**What you are asked to do**
Can you transcribe every entry word for word, skipping the images?

**Records shown**
* * * *

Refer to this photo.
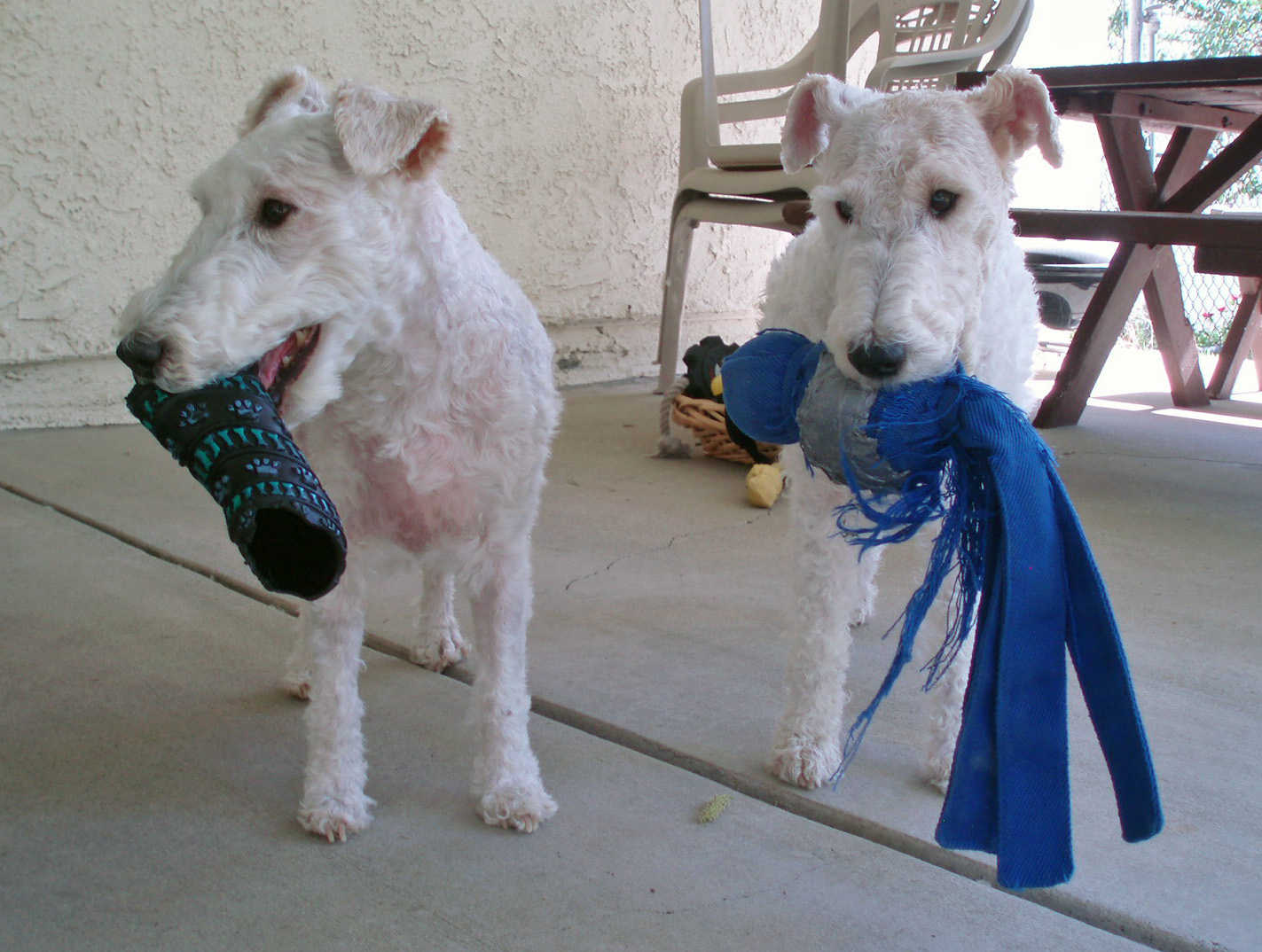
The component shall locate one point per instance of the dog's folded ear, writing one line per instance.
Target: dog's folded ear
(815, 109)
(291, 93)
(1017, 113)
(381, 134)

* * * *

**Exercise solution**
Refer to this photo.
The component shall locate one point per instance of the dog's folded ear, writing one line per instance.
Target: dog's folded ear
(815, 109)
(291, 93)
(1017, 113)
(381, 134)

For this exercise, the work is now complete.